━━ Provided data

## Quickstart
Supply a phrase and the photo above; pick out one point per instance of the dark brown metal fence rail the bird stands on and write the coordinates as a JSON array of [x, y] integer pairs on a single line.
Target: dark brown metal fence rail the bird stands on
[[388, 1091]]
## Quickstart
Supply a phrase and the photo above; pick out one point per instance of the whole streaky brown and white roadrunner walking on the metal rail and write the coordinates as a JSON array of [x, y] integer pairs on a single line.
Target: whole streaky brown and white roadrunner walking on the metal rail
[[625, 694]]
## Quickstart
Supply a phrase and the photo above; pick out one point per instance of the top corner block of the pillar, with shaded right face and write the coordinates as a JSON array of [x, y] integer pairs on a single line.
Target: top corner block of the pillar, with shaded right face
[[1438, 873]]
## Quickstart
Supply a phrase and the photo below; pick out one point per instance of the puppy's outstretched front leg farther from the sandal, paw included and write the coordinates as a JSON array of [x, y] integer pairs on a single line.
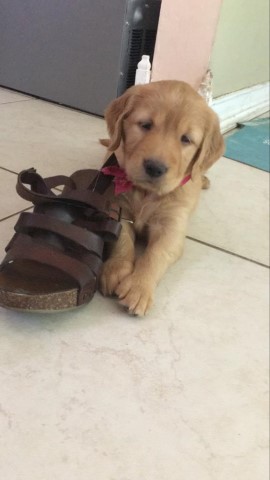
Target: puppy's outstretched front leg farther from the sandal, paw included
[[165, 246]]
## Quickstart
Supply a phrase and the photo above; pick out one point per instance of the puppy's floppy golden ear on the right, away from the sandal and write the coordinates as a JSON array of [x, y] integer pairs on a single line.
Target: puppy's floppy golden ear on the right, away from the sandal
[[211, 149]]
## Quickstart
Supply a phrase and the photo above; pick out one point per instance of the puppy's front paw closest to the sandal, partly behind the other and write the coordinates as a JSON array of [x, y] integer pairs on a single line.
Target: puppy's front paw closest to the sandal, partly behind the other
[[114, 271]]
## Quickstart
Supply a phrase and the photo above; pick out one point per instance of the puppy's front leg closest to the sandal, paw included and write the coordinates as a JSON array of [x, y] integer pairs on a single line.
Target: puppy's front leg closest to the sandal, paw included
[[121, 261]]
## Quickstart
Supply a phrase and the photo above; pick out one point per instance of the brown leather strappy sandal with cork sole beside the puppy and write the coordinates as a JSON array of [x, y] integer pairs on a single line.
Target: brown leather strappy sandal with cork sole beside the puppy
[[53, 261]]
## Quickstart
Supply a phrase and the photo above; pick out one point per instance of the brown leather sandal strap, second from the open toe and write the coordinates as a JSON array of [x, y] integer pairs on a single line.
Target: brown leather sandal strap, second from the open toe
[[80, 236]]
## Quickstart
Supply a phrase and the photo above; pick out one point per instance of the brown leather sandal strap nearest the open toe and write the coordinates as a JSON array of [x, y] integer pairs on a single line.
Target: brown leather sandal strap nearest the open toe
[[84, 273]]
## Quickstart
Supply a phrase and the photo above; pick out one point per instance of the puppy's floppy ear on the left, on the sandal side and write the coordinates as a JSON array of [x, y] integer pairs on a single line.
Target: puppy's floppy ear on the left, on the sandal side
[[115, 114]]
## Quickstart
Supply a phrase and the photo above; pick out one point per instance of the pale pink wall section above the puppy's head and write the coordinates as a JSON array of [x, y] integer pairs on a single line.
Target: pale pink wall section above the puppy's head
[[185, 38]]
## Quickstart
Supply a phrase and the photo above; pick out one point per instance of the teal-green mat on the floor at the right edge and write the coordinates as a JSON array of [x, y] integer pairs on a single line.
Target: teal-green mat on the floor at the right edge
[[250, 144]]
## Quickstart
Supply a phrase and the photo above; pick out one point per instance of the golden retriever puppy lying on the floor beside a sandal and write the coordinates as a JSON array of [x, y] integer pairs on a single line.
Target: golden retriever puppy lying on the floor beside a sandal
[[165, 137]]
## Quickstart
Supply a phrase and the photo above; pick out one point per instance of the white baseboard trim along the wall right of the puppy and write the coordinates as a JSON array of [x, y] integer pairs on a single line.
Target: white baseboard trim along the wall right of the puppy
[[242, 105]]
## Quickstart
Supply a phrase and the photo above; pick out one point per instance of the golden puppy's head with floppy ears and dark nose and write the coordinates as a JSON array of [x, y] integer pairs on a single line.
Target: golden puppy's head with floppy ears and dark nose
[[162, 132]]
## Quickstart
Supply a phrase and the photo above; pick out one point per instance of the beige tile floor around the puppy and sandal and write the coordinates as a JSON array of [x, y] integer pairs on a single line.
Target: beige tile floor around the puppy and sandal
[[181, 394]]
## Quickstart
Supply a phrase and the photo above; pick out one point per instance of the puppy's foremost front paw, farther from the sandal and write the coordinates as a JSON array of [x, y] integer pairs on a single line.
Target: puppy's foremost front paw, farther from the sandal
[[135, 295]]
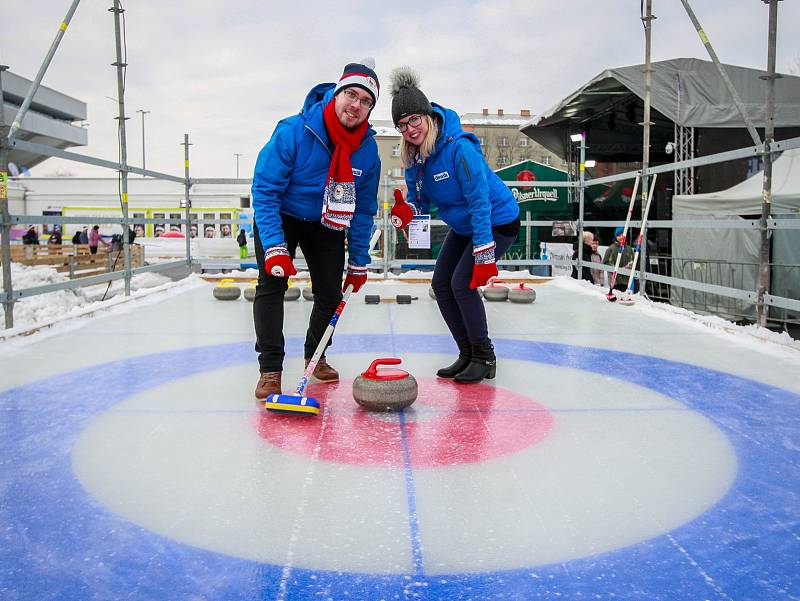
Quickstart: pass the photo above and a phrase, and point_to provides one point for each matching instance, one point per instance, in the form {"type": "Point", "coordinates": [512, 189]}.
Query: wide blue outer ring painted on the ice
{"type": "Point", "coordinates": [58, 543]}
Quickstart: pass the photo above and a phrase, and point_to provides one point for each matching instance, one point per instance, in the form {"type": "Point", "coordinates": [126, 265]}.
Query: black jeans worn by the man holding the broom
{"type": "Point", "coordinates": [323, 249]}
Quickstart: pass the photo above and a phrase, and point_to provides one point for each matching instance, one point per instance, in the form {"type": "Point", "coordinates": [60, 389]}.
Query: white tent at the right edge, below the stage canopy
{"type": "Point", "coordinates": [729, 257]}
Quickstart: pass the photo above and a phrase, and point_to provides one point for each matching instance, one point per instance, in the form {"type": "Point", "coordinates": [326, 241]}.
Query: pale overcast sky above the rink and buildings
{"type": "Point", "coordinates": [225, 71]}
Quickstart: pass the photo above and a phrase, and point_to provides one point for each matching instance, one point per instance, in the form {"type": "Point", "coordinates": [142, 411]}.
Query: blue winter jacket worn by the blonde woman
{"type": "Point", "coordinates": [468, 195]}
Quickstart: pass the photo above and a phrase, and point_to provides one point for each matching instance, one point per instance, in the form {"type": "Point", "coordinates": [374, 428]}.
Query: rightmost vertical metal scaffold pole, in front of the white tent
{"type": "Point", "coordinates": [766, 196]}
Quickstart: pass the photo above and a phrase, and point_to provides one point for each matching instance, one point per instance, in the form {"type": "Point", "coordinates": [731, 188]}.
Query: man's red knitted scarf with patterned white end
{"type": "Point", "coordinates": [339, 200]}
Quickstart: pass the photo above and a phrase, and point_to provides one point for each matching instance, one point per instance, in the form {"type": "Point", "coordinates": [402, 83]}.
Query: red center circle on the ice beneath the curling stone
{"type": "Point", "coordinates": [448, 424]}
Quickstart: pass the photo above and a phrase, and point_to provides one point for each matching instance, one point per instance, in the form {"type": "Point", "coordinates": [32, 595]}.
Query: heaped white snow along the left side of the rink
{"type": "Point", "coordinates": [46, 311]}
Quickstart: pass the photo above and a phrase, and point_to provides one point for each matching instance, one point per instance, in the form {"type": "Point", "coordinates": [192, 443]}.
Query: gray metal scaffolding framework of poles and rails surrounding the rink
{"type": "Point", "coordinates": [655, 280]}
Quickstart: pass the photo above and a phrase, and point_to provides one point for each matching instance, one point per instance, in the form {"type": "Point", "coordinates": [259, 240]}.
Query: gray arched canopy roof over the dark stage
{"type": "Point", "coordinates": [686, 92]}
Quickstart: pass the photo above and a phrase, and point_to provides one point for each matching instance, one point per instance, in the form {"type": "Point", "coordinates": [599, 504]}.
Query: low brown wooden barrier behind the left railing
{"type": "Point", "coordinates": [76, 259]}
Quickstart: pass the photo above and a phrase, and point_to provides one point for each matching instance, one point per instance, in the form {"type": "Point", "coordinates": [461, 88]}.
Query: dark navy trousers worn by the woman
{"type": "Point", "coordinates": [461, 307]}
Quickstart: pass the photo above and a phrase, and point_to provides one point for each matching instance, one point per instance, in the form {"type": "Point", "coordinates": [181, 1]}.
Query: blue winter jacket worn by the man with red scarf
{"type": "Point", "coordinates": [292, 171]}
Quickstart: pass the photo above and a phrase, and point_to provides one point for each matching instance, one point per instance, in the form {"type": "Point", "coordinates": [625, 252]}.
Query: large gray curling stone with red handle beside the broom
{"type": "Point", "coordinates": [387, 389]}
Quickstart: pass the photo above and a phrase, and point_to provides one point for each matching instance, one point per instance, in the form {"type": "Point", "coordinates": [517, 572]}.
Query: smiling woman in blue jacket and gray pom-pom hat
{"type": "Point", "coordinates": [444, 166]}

━━━━
━━ Provided data

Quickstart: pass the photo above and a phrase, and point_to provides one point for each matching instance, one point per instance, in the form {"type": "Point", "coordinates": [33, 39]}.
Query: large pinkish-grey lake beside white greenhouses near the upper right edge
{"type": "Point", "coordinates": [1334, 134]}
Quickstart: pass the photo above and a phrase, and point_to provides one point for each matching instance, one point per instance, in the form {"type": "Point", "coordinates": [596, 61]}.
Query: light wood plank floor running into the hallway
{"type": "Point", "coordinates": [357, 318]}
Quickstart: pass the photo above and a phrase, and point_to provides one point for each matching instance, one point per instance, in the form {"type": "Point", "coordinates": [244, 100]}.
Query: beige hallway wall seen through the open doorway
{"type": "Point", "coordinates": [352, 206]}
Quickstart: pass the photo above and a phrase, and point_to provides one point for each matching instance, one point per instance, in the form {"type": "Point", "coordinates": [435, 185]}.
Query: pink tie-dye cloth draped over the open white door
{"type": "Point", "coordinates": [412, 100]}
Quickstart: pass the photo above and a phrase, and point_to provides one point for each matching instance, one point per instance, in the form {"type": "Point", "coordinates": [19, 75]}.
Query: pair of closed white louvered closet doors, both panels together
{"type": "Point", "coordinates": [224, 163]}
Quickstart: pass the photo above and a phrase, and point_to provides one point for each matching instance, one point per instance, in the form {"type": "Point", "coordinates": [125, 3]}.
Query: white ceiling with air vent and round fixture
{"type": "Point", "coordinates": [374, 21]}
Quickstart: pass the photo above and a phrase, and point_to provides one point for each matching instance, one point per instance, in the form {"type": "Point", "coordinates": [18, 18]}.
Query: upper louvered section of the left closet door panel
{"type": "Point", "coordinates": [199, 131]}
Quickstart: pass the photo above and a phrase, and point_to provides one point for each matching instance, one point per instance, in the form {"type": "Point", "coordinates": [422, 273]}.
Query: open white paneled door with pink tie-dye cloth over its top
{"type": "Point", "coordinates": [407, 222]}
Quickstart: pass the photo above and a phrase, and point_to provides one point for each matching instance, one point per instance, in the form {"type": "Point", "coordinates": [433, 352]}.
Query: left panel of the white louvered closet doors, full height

━━━━
━━ Provided data

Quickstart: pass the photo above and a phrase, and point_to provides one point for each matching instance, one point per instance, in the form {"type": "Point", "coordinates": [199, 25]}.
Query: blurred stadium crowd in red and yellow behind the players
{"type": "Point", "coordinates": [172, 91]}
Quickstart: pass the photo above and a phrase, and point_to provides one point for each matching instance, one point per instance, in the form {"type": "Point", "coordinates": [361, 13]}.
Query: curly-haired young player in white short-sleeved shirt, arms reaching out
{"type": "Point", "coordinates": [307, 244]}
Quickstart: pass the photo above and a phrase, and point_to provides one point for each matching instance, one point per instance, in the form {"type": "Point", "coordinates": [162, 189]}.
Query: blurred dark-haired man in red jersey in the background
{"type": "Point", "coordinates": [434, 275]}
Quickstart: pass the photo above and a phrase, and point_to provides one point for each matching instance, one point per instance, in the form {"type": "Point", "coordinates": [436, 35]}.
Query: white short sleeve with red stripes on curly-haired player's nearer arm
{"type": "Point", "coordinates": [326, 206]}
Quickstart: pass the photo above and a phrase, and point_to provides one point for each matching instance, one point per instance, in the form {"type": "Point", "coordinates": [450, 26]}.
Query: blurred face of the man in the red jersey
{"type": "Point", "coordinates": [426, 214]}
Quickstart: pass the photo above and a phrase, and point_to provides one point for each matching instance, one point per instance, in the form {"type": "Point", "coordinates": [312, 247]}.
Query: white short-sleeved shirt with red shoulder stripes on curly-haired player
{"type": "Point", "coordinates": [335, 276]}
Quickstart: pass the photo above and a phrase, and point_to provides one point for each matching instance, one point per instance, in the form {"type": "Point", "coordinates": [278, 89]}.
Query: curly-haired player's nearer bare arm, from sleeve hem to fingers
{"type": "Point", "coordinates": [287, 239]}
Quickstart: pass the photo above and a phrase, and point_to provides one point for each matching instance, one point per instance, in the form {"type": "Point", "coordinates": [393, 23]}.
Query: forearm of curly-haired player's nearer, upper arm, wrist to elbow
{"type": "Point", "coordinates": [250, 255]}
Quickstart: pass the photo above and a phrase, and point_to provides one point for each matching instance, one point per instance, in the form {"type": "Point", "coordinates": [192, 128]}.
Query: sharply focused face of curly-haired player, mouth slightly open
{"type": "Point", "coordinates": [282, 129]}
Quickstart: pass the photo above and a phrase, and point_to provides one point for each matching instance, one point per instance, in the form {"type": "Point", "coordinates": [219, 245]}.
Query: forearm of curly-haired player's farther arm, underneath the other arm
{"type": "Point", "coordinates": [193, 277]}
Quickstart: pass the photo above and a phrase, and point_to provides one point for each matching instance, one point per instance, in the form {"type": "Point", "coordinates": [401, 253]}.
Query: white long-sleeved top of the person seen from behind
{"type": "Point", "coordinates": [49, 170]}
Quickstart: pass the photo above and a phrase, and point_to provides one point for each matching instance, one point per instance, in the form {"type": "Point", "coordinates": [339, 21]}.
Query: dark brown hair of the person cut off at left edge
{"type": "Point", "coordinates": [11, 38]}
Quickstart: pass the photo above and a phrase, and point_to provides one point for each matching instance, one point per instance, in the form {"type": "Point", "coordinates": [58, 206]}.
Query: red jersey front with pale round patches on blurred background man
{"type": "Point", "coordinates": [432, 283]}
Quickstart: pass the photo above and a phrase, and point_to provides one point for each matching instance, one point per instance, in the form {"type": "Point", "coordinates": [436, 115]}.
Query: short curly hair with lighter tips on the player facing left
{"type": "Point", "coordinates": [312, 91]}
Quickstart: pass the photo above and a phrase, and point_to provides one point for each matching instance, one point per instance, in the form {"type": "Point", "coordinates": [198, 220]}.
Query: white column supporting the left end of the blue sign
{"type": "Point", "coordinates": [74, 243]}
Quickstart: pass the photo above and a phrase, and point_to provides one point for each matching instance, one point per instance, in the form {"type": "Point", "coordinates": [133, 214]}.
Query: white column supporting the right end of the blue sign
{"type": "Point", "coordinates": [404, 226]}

━━━━

— Work request —
For this task, write out exactly the lines of the entries above, starting at the line with "the other and" and ending at the line with "from the open toe and", both included, and no others.

— Written response —
Supply a phrase and the photo above; pick out one point per instance of the puppy's front paw closest to the sandal, partly behind the other and write the coordinates as a JSON array of [x, y] integer pairs on a single line.
Target: puppy's front paw closest to the sandal, partly behind the other
[[114, 271]]
## Quickstart
Supply a phrase and the photo above; pick out one point per instance of the puppy's front leg closest to the sandal, paw included and write the coordinates as a JSON array of [x, y] integer pairs on a single line.
Target: puppy's front leg closest to the sandal, paw included
[[121, 261]]
## Quickstart
Supply a phrase and the photo above; pick out one point per instance of the brown leather strappy sandal with cork sole beside the puppy and write the coordinates as a JSON array of [x, y] integer pairs on a single line.
Target: brown leather strappy sandal with cork sole beside the puppy
[[53, 261]]
## Quickstart
Supply a phrase and the photo above; pick out one point per instance of the brown leather sandal strap, second from the open toe and write the coordinates as a JSON array of [x, y] integer pairs on a single line.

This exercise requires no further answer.